## Begin

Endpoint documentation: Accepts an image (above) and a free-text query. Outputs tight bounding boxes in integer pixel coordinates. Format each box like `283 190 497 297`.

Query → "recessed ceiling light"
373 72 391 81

## End
## Begin

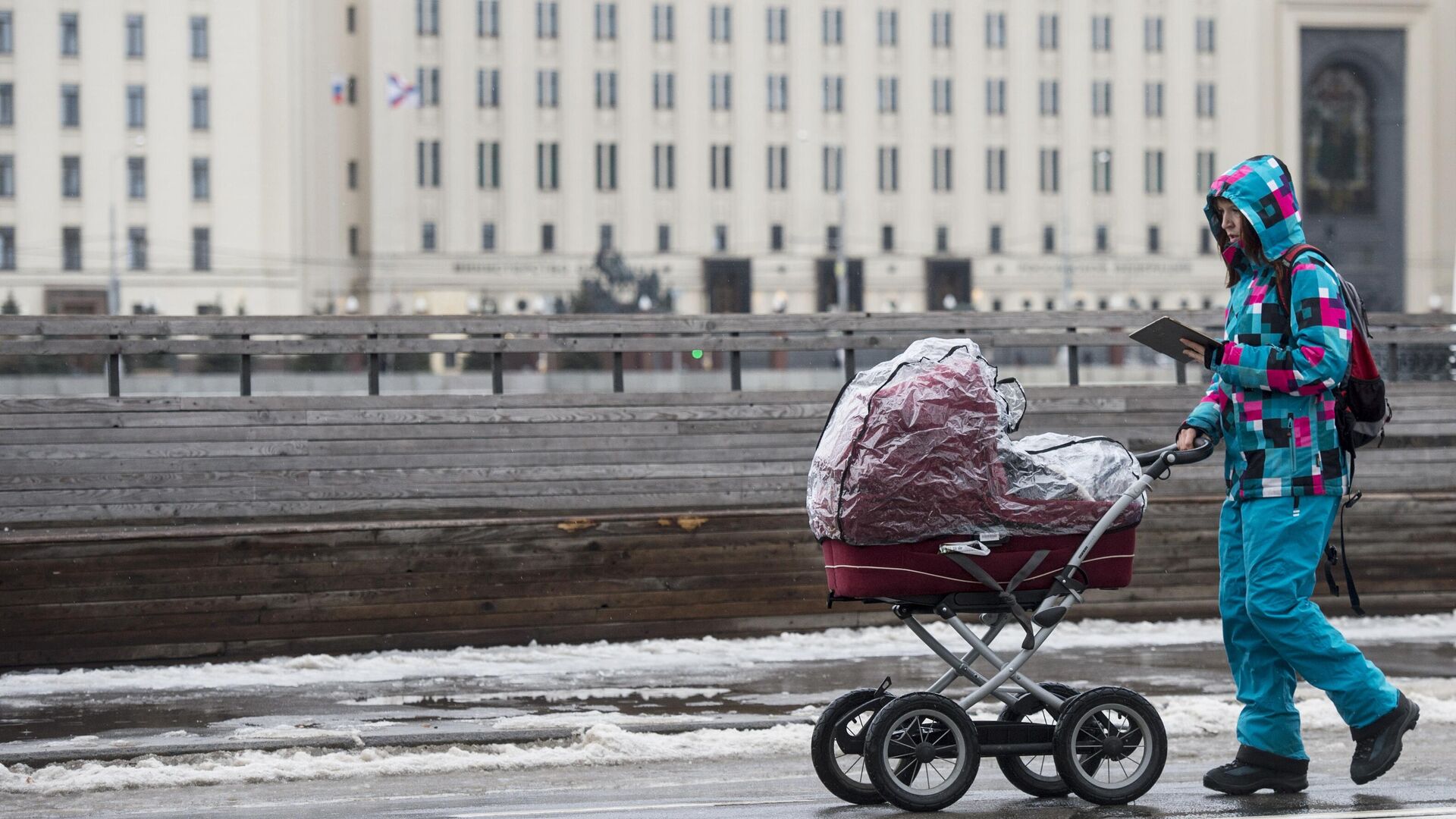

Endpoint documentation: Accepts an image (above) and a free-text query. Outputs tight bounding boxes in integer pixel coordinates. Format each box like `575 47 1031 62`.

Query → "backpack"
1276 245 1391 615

## End

**Challenge**
Copy out each line of the listing above that contains the string "Format". Case counts.

**Solution**
Endpoint documentation: Accepts an image (above) and a free-text query. Outputs tight bounding boxes in integer pixel coordinates. Format each box like `283 190 497 297`.
Endpoint documentation: Accepts an image (above) and a free-text query. Outputs tight bounding boxes in integer pixel coordinates. Format each box like `575 47 1031 62`.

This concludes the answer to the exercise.